Leave the pictures aside and copy all the data exactly.

### The data
= Beginning of Section =

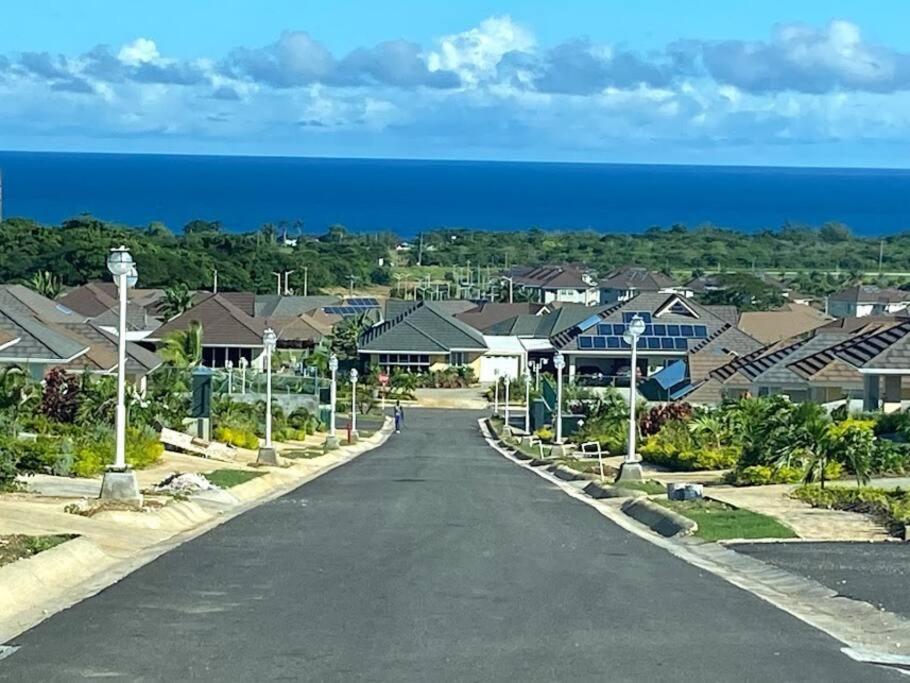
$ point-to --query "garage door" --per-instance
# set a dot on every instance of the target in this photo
(507, 365)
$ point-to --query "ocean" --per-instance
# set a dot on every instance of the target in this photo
(409, 196)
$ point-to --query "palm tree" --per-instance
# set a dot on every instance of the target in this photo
(46, 284)
(177, 300)
(183, 348)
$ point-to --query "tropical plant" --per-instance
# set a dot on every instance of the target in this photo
(177, 300)
(183, 348)
(46, 284)
(60, 400)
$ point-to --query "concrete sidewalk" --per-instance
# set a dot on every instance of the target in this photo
(114, 543)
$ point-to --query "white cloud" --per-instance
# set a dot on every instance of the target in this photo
(140, 51)
(475, 54)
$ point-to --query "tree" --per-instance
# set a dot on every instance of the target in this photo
(46, 284)
(177, 300)
(183, 348)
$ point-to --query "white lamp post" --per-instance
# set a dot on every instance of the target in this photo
(267, 454)
(631, 466)
(354, 376)
(243, 365)
(528, 403)
(506, 380)
(331, 441)
(559, 362)
(119, 481)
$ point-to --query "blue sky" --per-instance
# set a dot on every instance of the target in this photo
(659, 81)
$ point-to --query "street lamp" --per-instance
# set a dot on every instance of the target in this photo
(559, 362)
(631, 466)
(267, 454)
(507, 380)
(331, 441)
(354, 434)
(528, 403)
(119, 481)
(243, 366)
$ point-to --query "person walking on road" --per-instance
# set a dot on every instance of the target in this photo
(399, 417)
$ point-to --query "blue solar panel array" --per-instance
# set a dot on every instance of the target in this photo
(656, 337)
(353, 307)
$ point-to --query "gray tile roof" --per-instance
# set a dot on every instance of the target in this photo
(421, 328)
(275, 306)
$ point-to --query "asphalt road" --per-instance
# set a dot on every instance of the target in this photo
(430, 559)
(879, 575)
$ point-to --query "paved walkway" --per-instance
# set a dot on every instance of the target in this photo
(432, 558)
(806, 521)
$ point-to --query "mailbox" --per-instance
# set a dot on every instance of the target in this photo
(201, 405)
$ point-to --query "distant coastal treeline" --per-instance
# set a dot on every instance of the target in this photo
(75, 252)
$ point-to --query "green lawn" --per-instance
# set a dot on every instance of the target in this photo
(717, 521)
(16, 546)
(227, 478)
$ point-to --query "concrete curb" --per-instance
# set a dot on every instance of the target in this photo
(33, 589)
(599, 490)
(658, 518)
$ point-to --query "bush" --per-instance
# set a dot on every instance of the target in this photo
(236, 436)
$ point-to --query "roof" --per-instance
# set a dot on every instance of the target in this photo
(484, 316)
(870, 294)
(223, 323)
(791, 321)
(550, 277)
(422, 328)
(634, 277)
(276, 306)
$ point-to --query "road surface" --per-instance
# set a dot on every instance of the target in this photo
(432, 558)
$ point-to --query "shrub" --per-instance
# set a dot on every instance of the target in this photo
(60, 401)
(236, 436)
(653, 420)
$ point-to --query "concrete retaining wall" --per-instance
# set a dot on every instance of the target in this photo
(658, 518)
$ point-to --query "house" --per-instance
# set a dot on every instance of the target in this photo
(39, 334)
(863, 300)
(486, 315)
(421, 337)
(833, 363)
(230, 329)
(548, 284)
(676, 329)
(793, 320)
(624, 283)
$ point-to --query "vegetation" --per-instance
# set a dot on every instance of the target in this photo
(16, 547)
(717, 522)
(227, 478)
(891, 507)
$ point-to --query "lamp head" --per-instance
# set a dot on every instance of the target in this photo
(119, 261)
(269, 339)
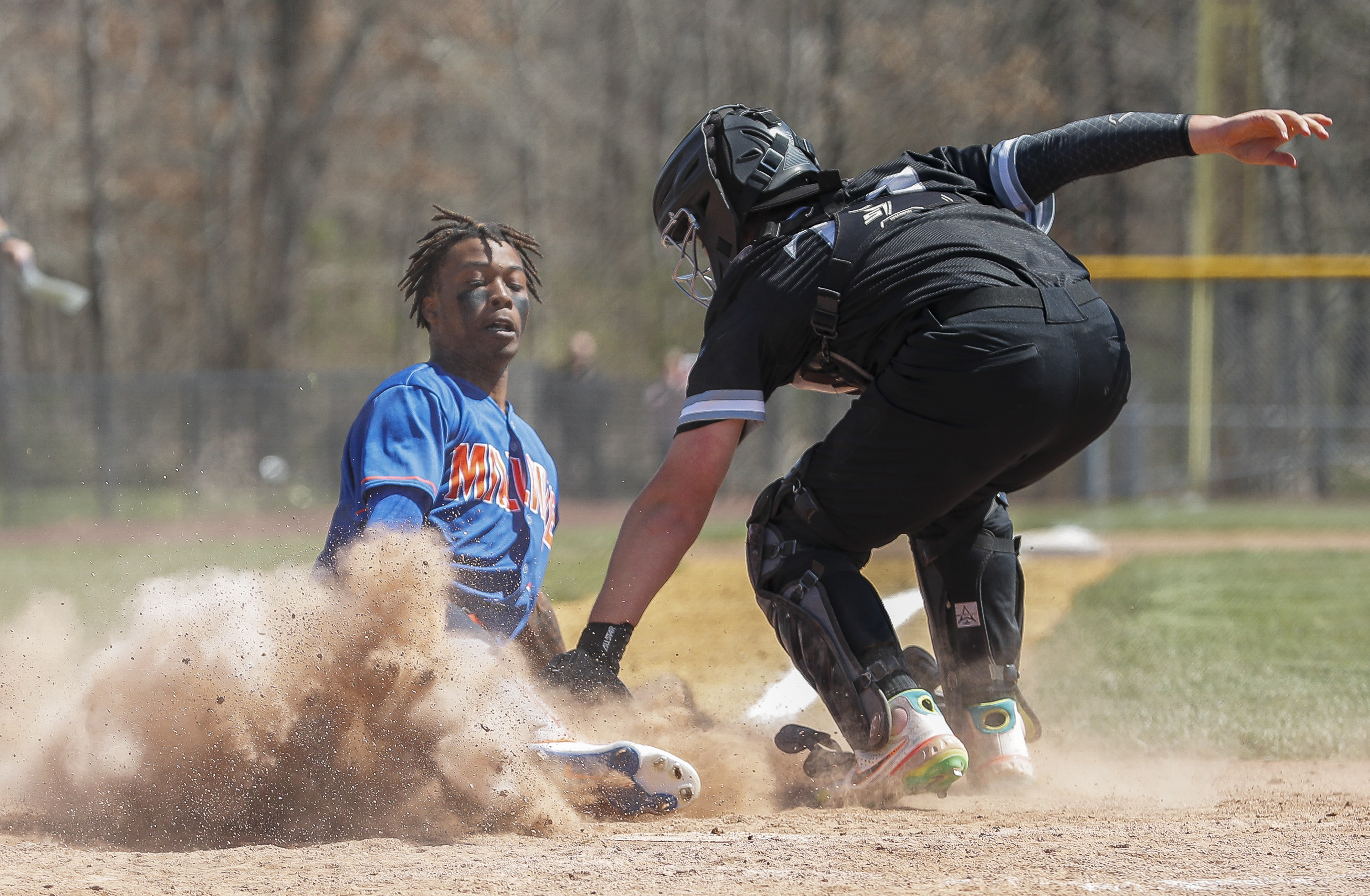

= End of Section =

### Response area
$ point-to --query "garage door" --per-instance
# set a dot on every instance of the target in this photo
(507, 365)
$ point-to --query "ocean" --per-instance
# set a dot on every instance of the target in this photo
(409, 196)
$ point-to --query "palm tree" --per-instance
# set a dot on every instance of the target in this photo
(46, 284)
(177, 300)
(183, 348)
$ point-to --query "tropical plant" --per-instance
# set a dot on every instance of the target in this photo
(177, 300)
(183, 348)
(46, 284)
(60, 400)
$ point-to --query "concrete sidewalk" --per-instance
# set a dot on every instance of the target in this photo
(114, 543)
$ point-to --query "white cloud" --per-instance
# set a dot on every instance of the target in this photo
(140, 51)
(475, 54)
$ point-to --query "tree" --per-instance
# set a dot on every instance of the target in this photo
(46, 284)
(177, 300)
(183, 348)
$ point-to --query "white lamp post" --per-instance
# set a dot on every instance of the target in this photo
(267, 454)
(631, 466)
(354, 376)
(243, 365)
(528, 403)
(506, 380)
(331, 441)
(559, 362)
(119, 481)
$ point-to --query "blue sky" --per-instance
# set a dot on every instance of the target in this photo
(659, 81)
$ point-to --query "street lamp" --per-instance
# set a dot on every instance of the target in this photo
(559, 362)
(631, 466)
(267, 454)
(507, 380)
(331, 441)
(354, 434)
(528, 403)
(119, 481)
(243, 366)
$ point-to --query "person walking on road" --per-instance
# set a dot on every instance of the target in this photo
(399, 417)
$ point-to --query "blue solar panel array" --per-instance
# set a dot on every instance of the target in this photo
(656, 337)
(353, 307)
$ point-to --query "gray tile roof" --per-instance
# set a dot on every instance of the target in this photo
(421, 328)
(275, 306)
$ point-to --query "asphalt road" --per-instance
# set a dot on every instance of the target in this photo
(430, 559)
(879, 575)
$ point-to --query "paved walkway" --per-instance
# set a dot on every instance of the target in this photo
(432, 558)
(806, 521)
$ point-to --query "mailbox" --per-instance
# set a dot on every instance of the target in this photo
(201, 405)
$ point-to --query "distant coastal treeline" --per-instance
# set a dot on every instance of the target in this photo
(75, 252)
$ point-to --query "green lawn" --per-instance
# set a dot on every instance of the target in this photo
(717, 521)
(16, 546)
(227, 478)
$ point-to --query "concrete curb" --per-instance
# set a dot on every instance of the target in this photo
(33, 589)
(599, 490)
(658, 518)
$ point-to --query "bush" --per-instance
# set a dot on every instance of the target in this photo
(236, 436)
$ point-to --query "roof" --per-instance
# set a dot on every instance of the target in this photo
(484, 316)
(870, 294)
(223, 323)
(791, 321)
(550, 277)
(422, 328)
(634, 277)
(276, 306)
$ point-to --query "road surface" --per-instance
# set a dot on every instance of the target in this photo
(432, 558)
$ point-to --query "shrub" --per-instance
# set a dot on every instance of the target in this photo
(60, 401)
(236, 436)
(653, 420)
$ point-to --query "concrete retaining wall" --per-instance
# set a dot on every instance of the target in this photo
(658, 518)
$ point-to --query "house" --per-instance
# set a dot on every instance of the target in this photo
(39, 334)
(863, 300)
(486, 315)
(421, 337)
(833, 363)
(230, 329)
(548, 284)
(676, 329)
(793, 320)
(624, 283)
$ point-to --query "vegetation" --per-instance
# set a dot on every instance of the target in this photo
(16, 547)
(717, 522)
(227, 478)
(891, 507)
$ point-to --query "lamp head" --per-instance
# set a dot on every instance of the target in this photo
(119, 261)
(269, 339)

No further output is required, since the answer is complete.